TEXT TO READ:

While Chauntecleer spends his days dealing with a rogue rat that has invaded his coop, and trying to become accustomed to a newcomer, Mundo Cani, a depressed dog that is always crying out in anguish, the reader is shown another country from across the river. This is where the author introduces the evil in the book. For in the land away from Chauntecleer's there lives another rooster named Senex. He is a rather weak ruler, and his barnyard subjects don't think anything of him. What troubles Senex the most is his lack of a son, which he mourns greatly over. One day though, he is spoken to by Wyrm, who communicates to him through dreams. Wyrm instructs Senex to have faith in him, and to wait for him to deliver Senex a son of his own. Senex does exactly what his visions request, and soon he manages to lay an egg, defying the natural order of mating. Eventually the egg hatches, though what appears from it is a horror beyond words.

An evil monster named Cockatrice is born. It is a creature with the head, wings, and legs of a chicken, but a thin, gray, scaly, serpent body. He kills Senex, and claims the kingdom for himself. A sycophantic toad serves as Cockatrice's voice and turns the basilisk eggs for him. He becomes an evil tyrant and begins to rape all of the laying hens under his rule, in order to give birth to an army of wicked basilisks; poisonous snakes that he uses to crush any opposers to his will (Toad is killed with them) and destroy the country. A few of the animals manage to escape the land, and flee into Chauntecleer's kingdom, where they live happily for a while, trying to forget the nightmares of their past.

Finally there seems to be peace in the book. There comes a time of spring, when everyone in the land is filled with joy. Chauntecleer has even bred three sons to his name with an escapee from Cockatrice's land, one of his hen victims, Pertelote. Unfortunately he is plagued with terrible prophetic visions all the while. He dreams about the river next to his land, rising up and engulfing everything in an apocalyptic manner. The Dun Cow, one of God's messengers, brings an enigmatic riddle to him about the ways he can defeat the trio of evils: Cockatrice, his basilisk army, and Wyrm himself. During the day he tries to find happiness, but everyone is immediately struck with unbearable sorrow when the rooster's three sons are found lying dead by the river. The same egg-eating rat that Chauntecleer drove away is discovered dying, holding part of a venomous serpent (a basilisk) in his mouth.

Chauntecleer soon discovers the story of Cockatrice, hearing it from his wife, who was a refugee from the land under Cockatrice's dictatorship. Eventually Chauntecleer learns that Cockatrice is attempting to make war on the world of animals, to make way for the coming of his true father, Wyrm. Chauntecleer takes action and bands together all of the animals in his land. All sorts of farm and woodland animals come together to fight the terrible evil that is at hand. They wait for a time, building up their forces, beginning to wonder if this evil really exists. Before long there is a surprise attack on a goofy wild turkey named Thuringer, who dies from a basilisk's bite. However, Mundo Cani saves the remaining turkeys.

THINGS TO DO:
1. Answer these questions from the plot summary above, one line each.
(a) What is the name of the depressed dog that is a newcomer to Chauntecleer's coop?
(b) What creature serves as Cockatrice's voice?
(c) What is the name of the wild turkey that dies in the surprise attack?
2. Summarize the plot summary above in two sentences.
3. Based on the plot summary above, say whether each statement agrees with it. Answer yes or no, and quote the words that decide it.
(a) Senex's barnyard subjects think highly of him.
(b) The Dun Cow gives Chauntecleer a riddle about how to defeat the trio of evils.
(c) Mundo Cani saves the remaining turkeys.

SUPPLIED ENTRIES:

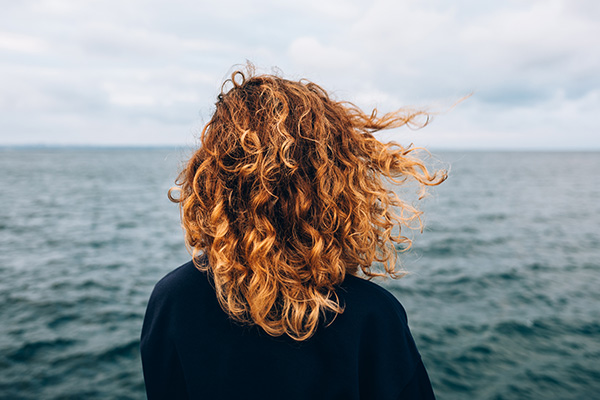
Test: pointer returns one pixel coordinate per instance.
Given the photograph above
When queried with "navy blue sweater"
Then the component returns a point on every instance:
(192, 350)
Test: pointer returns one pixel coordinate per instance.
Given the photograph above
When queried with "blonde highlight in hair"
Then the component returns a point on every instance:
(286, 196)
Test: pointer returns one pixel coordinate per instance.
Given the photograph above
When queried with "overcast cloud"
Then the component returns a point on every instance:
(140, 72)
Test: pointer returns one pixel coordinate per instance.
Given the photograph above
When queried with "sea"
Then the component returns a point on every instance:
(502, 295)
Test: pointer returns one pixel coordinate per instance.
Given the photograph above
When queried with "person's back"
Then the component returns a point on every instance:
(284, 207)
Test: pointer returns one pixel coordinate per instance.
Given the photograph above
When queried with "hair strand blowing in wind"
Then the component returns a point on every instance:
(286, 196)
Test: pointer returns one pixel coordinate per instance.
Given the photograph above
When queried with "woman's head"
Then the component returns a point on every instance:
(286, 196)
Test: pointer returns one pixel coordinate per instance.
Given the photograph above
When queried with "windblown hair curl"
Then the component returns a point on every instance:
(286, 196)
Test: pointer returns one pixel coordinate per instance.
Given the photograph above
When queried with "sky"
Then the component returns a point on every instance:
(147, 72)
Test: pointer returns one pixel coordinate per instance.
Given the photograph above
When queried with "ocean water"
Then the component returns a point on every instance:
(503, 297)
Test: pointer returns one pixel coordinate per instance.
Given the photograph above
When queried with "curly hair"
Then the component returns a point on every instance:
(286, 196)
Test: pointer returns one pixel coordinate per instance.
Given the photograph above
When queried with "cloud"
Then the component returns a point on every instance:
(97, 72)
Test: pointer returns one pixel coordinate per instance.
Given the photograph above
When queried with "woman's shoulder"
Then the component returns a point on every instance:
(369, 297)
(183, 282)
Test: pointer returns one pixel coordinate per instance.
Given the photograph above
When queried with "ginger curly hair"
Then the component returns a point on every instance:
(286, 196)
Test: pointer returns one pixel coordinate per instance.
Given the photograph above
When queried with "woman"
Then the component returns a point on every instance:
(285, 208)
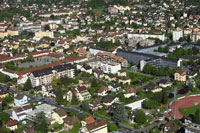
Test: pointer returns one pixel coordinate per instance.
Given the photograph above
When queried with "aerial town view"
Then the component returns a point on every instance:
(99, 66)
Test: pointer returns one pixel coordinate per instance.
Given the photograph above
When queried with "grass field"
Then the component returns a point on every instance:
(97, 10)
(190, 110)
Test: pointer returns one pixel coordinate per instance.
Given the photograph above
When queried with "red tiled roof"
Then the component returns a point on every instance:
(39, 68)
(71, 59)
(104, 88)
(81, 88)
(1, 99)
(89, 120)
(39, 52)
(11, 123)
(56, 55)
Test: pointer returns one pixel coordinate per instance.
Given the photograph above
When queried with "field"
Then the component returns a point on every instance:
(190, 110)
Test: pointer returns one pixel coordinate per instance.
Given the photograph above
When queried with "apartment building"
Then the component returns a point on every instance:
(111, 58)
(180, 76)
(44, 76)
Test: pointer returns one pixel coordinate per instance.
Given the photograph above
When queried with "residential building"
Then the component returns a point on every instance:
(59, 115)
(129, 92)
(97, 127)
(103, 91)
(44, 76)
(111, 58)
(20, 99)
(109, 100)
(165, 83)
(12, 125)
(177, 34)
(46, 108)
(20, 113)
(69, 122)
(180, 76)
(146, 36)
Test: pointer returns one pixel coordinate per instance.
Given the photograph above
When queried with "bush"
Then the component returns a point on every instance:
(140, 117)
(112, 127)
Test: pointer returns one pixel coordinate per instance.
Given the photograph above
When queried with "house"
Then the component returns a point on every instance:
(85, 81)
(170, 126)
(135, 105)
(95, 104)
(129, 92)
(69, 122)
(125, 80)
(111, 58)
(87, 121)
(121, 73)
(165, 83)
(20, 113)
(98, 74)
(152, 87)
(87, 69)
(110, 109)
(111, 77)
(114, 88)
(102, 91)
(12, 125)
(46, 108)
(59, 115)
(20, 99)
(191, 74)
(82, 93)
(97, 127)
(109, 100)
(29, 130)
(44, 76)
(3, 94)
(180, 76)
(131, 117)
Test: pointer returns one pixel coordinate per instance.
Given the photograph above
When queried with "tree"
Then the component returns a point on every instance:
(112, 127)
(74, 99)
(54, 82)
(59, 95)
(164, 97)
(149, 104)
(40, 122)
(140, 117)
(4, 117)
(52, 17)
(94, 83)
(76, 128)
(47, 27)
(197, 116)
(72, 112)
(119, 114)
(85, 106)
(28, 86)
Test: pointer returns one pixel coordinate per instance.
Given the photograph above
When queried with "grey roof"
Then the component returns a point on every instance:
(108, 98)
(49, 70)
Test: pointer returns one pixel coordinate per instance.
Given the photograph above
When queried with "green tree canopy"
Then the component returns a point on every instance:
(74, 99)
(119, 114)
(140, 117)
(85, 106)
(40, 122)
(4, 117)
(28, 86)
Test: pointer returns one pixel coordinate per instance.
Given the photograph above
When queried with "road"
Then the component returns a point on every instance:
(124, 128)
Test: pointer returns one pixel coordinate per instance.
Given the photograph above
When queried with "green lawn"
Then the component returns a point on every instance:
(190, 110)
(103, 114)
(97, 10)
(139, 78)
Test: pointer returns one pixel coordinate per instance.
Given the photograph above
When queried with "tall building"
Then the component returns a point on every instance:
(177, 34)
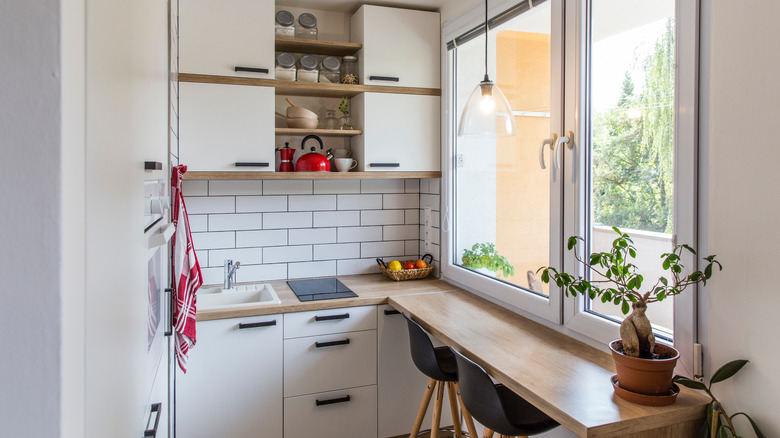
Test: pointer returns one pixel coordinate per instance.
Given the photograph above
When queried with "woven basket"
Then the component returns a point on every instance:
(407, 274)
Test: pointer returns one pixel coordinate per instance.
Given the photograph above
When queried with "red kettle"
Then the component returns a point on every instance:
(313, 161)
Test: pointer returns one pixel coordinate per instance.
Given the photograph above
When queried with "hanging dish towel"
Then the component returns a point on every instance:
(186, 273)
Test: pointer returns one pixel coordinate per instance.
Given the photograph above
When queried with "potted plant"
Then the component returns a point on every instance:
(485, 256)
(643, 367)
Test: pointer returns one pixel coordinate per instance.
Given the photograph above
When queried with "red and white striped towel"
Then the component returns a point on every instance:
(186, 273)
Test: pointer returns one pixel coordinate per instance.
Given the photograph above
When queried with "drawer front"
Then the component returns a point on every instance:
(334, 417)
(330, 362)
(323, 322)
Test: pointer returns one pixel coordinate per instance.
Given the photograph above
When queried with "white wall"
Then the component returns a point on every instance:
(29, 225)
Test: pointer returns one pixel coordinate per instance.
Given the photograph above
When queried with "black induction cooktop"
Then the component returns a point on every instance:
(320, 289)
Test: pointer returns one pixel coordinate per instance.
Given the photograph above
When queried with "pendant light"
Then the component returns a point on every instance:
(487, 112)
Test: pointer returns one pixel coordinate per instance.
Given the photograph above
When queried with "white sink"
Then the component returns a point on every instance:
(240, 296)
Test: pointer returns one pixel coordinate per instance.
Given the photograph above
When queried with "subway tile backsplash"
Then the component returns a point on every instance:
(284, 229)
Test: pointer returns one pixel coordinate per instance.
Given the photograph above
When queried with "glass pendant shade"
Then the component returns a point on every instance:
(487, 113)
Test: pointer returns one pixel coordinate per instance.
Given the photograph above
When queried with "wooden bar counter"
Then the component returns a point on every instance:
(566, 379)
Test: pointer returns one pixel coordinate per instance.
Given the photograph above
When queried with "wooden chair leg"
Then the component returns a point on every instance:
(423, 408)
(454, 409)
(436, 422)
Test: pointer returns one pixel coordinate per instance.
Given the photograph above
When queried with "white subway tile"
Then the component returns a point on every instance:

ANSWERS FOR THIS EXERCISE:
1.
(a) Mundo Cani
(b) A sycophantic toad
(c) Thuringer

2. In a land across the river, the weak rooster Senex follows Wyrm's instructions from dreams and lays an egg, which hatches into Cockatrice, who kills Senex, claims the kingdom, and fathers an army of basilisks to crush opposers and destroy the country. After Chauntecleer's three sons are found dead by the river, he learns from his wife that Cockatrice is attempting to make war on the world of animals to make way for Wyrm, and he bands together all of the animals in his land to fight.

3.
(a) No: "his barnyard subjects don't think anything of him"
(b) Yes: "The Dun Cow, one of God's messengers, brings an enigmatic riddle to him about the ways he can defeat the trio of evils"
(c) Yes: "However, Mundo Cani saves the remaining turkeys."